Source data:
◇ ◇ ◇

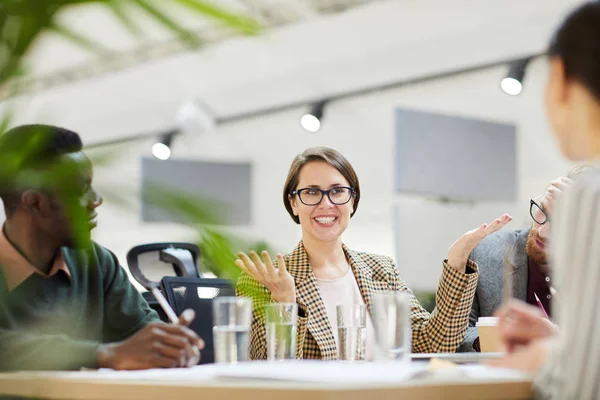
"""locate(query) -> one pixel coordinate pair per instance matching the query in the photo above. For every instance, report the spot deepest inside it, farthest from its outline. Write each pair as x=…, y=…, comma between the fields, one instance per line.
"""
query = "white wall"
x=388, y=41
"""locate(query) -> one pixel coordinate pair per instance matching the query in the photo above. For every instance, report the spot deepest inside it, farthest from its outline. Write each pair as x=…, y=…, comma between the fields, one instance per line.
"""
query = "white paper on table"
x=324, y=371
x=360, y=373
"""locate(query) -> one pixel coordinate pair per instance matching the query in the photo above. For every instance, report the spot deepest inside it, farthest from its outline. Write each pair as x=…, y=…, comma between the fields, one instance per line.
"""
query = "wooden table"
x=100, y=386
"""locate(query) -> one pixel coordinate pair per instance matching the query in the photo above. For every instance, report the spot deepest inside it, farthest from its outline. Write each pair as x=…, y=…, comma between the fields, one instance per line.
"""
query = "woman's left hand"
x=528, y=358
x=460, y=250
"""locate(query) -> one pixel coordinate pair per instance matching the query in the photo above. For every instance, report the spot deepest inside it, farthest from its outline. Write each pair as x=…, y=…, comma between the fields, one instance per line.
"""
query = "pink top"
x=345, y=291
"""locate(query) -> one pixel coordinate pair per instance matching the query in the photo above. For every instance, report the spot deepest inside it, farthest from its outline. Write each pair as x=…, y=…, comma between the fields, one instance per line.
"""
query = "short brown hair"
x=322, y=154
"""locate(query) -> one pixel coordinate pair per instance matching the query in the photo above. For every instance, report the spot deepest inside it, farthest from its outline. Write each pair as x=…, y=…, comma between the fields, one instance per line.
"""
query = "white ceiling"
x=379, y=42
x=56, y=60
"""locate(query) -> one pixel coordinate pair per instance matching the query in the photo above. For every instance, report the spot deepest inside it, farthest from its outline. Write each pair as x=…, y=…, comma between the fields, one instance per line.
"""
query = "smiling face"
x=324, y=222
x=537, y=240
x=69, y=217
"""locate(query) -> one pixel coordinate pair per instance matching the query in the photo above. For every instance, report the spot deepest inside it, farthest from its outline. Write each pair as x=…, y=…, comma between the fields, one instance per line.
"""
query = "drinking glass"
x=281, y=328
x=232, y=317
x=352, y=331
x=392, y=325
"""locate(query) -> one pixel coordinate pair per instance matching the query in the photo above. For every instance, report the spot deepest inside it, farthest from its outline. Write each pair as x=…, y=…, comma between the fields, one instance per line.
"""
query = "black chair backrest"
x=182, y=256
x=197, y=294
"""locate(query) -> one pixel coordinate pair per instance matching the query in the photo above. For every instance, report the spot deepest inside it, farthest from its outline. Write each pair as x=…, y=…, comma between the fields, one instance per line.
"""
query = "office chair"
x=197, y=294
x=183, y=258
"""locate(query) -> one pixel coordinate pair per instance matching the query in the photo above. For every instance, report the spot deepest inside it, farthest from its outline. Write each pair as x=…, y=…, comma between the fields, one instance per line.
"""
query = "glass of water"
x=392, y=325
x=352, y=331
x=282, y=319
x=232, y=317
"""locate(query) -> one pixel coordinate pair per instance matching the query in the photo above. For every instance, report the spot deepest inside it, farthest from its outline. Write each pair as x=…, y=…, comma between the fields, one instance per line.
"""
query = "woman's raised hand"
x=278, y=280
x=461, y=249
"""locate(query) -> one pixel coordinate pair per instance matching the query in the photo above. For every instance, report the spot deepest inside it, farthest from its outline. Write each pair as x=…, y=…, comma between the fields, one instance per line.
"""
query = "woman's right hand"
x=520, y=324
x=278, y=280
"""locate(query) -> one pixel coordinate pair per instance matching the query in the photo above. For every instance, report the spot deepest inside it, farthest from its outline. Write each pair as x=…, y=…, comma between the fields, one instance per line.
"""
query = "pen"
x=173, y=318
x=165, y=305
x=541, y=305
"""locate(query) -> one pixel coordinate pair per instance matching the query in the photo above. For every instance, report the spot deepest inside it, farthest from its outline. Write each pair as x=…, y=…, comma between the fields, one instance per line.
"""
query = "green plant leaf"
x=169, y=23
x=243, y=23
x=77, y=38
x=119, y=9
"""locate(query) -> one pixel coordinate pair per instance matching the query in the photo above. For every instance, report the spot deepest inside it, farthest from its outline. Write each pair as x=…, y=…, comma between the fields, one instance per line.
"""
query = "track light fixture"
x=512, y=84
x=312, y=120
x=162, y=149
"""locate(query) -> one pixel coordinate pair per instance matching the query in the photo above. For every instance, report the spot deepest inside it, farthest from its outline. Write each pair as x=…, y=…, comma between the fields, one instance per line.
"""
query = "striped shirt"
x=573, y=368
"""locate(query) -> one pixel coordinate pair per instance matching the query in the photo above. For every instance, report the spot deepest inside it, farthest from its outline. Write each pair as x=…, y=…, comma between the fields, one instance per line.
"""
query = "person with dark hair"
x=321, y=194
x=65, y=302
x=566, y=364
x=526, y=250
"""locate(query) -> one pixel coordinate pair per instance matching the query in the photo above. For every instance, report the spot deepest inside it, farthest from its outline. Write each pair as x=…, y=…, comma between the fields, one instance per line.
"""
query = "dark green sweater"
x=57, y=323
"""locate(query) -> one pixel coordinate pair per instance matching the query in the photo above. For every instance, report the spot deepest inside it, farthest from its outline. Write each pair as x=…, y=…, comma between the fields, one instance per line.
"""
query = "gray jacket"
x=490, y=256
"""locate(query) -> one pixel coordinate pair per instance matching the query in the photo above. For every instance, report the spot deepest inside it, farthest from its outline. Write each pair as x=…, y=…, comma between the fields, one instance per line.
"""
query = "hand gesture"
x=519, y=324
x=461, y=249
x=555, y=188
x=278, y=280
x=157, y=345
x=530, y=358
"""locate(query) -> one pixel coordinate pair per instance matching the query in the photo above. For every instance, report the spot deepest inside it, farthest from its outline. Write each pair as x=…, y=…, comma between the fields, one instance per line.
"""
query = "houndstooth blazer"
x=438, y=332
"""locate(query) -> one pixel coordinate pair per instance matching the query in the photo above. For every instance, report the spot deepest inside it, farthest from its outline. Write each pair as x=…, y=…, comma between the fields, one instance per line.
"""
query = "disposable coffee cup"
x=489, y=336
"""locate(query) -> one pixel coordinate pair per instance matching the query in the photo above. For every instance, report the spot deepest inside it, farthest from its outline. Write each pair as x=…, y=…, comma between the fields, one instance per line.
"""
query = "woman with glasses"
x=322, y=194
x=567, y=364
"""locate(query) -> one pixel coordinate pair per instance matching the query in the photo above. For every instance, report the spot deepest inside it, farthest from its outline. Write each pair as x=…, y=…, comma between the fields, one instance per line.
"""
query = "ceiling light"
x=512, y=84
x=312, y=120
x=162, y=149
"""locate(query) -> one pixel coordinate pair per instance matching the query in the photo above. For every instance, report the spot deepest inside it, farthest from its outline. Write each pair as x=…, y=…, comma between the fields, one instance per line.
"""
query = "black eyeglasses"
x=313, y=196
x=537, y=213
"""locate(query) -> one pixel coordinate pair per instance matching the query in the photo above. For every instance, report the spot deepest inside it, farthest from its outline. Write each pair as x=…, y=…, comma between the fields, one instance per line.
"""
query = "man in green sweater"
x=65, y=302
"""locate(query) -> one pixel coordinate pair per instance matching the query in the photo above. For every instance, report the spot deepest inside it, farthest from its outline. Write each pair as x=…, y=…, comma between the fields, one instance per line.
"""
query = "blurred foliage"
x=22, y=24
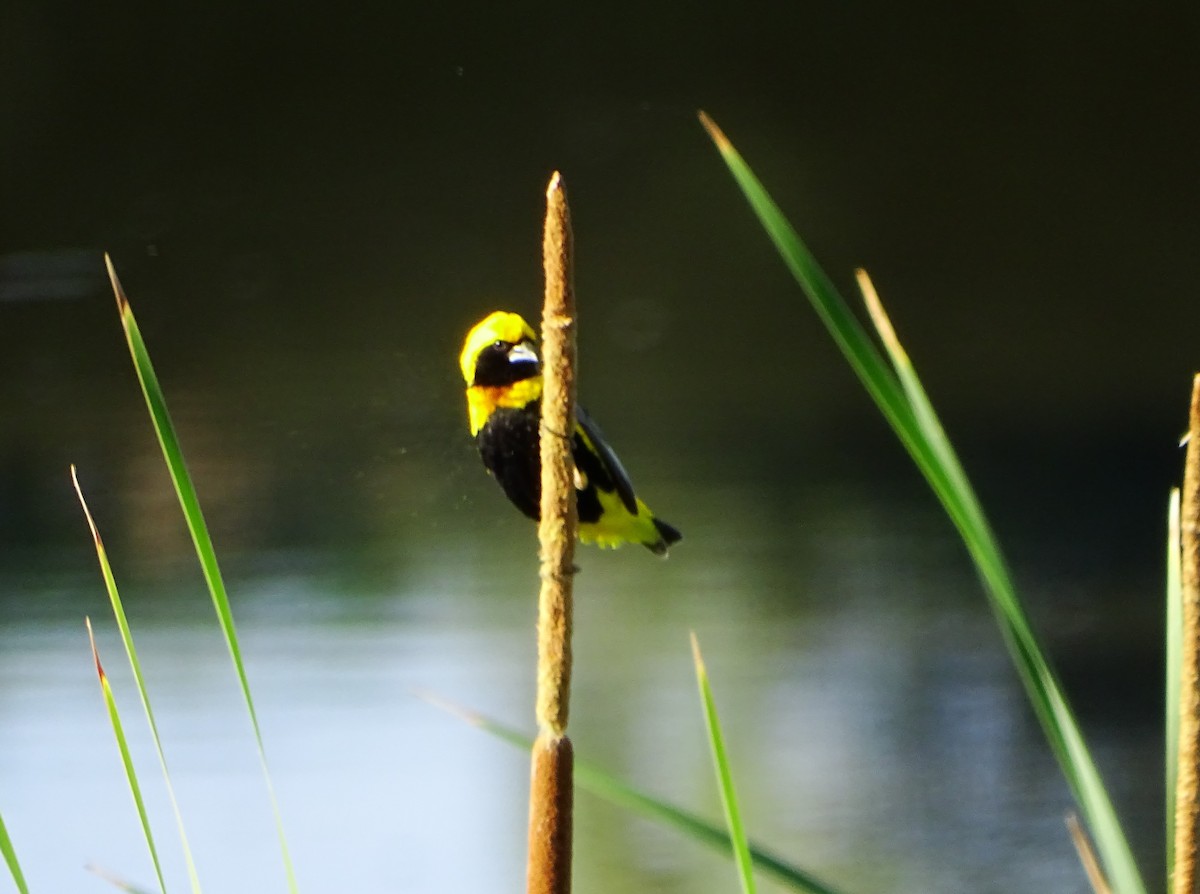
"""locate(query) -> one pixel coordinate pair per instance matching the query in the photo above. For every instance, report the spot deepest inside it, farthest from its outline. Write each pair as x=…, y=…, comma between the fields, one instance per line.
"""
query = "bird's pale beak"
x=523, y=353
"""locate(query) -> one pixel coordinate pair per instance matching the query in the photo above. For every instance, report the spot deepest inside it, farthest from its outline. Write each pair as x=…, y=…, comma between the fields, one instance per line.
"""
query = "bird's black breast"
x=509, y=445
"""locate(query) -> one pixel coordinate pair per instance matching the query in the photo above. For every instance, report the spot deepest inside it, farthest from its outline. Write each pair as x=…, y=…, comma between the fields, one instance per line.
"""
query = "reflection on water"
x=877, y=732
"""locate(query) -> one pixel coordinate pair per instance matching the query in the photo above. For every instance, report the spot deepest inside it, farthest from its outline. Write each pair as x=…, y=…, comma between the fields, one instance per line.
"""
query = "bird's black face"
x=504, y=363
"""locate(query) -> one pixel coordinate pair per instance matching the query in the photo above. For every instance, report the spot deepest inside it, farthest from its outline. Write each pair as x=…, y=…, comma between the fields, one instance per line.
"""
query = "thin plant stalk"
x=10, y=858
x=551, y=787
x=605, y=785
x=197, y=527
x=123, y=624
x=900, y=399
x=131, y=774
x=1187, y=773
x=724, y=774
x=1174, y=664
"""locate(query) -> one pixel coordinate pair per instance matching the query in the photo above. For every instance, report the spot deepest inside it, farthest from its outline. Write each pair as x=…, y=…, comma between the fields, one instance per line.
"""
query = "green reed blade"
x=199, y=532
x=603, y=784
x=126, y=760
x=123, y=624
x=724, y=774
x=901, y=400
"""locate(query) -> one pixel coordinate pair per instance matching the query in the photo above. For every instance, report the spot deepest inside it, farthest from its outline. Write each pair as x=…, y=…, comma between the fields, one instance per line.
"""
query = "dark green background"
x=309, y=208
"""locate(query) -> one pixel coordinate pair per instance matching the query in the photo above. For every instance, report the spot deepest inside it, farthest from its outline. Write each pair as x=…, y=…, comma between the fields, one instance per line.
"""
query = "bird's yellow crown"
x=498, y=327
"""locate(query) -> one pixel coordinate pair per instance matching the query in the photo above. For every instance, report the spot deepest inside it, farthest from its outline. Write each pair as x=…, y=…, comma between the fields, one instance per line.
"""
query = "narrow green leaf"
x=604, y=785
x=123, y=624
x=1174, y=665
x=724, y=774
x=901, y=400
x=10, y=858
x=126, y=760
x=173, y=454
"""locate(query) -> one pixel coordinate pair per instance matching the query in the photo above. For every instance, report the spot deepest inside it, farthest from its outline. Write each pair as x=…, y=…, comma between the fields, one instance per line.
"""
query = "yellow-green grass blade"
x=724, y=774
x=603, y=784
x=123, y=624
x=126, y=760
x=10, y=858
x=900, y=399
x=1174, y=663
x=190, y=503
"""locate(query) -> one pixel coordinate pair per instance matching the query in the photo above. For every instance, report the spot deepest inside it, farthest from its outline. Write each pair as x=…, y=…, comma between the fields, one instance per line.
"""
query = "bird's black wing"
x=607, y=460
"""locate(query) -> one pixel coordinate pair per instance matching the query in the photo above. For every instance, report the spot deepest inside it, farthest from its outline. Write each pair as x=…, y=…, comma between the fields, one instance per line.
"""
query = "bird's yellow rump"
x=502, y=369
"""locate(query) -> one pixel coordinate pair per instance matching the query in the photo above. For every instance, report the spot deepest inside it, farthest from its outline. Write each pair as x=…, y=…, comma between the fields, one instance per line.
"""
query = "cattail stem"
x=1187, y=780
x=549, y=870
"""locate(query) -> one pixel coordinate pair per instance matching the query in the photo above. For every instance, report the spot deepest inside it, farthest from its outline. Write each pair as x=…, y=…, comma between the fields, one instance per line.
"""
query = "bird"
x=502, y=369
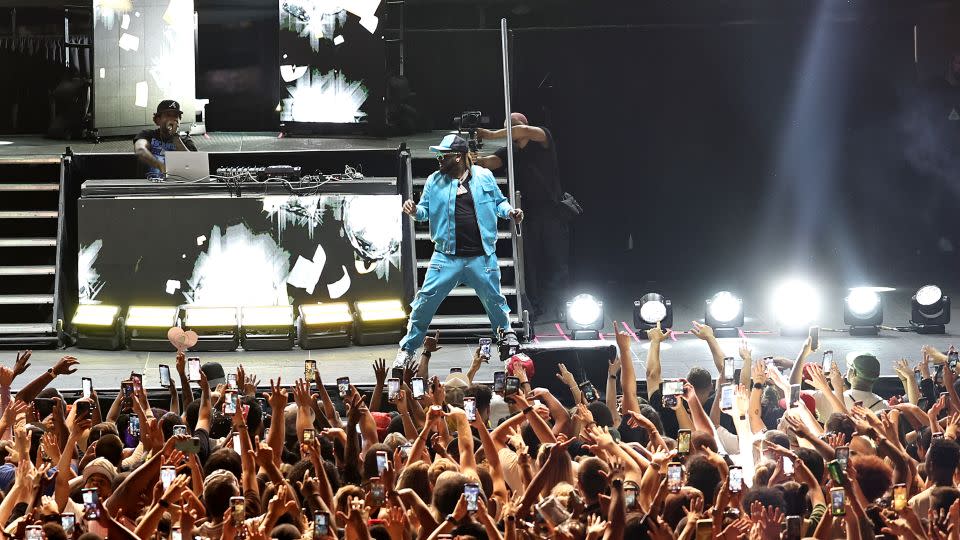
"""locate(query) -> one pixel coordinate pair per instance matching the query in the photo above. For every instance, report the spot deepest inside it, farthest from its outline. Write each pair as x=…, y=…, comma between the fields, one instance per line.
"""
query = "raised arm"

◇ ◇ ◇

## PROBLEM REQUIREMENTS
Copy out the material word for word, from its start through the line containing "x=388, y=41", and leave the pictures out.

## FINAL RESULT
"""locate(query) -> one pixel coordinate pair per instance matching the query in the photo above. For every instance, report the spot deepest inside it, farthest from its outline. Write each pair as x=…, y=…, comma between the fields, one instance per line.
"""
query = "white wall"
x=388, y=41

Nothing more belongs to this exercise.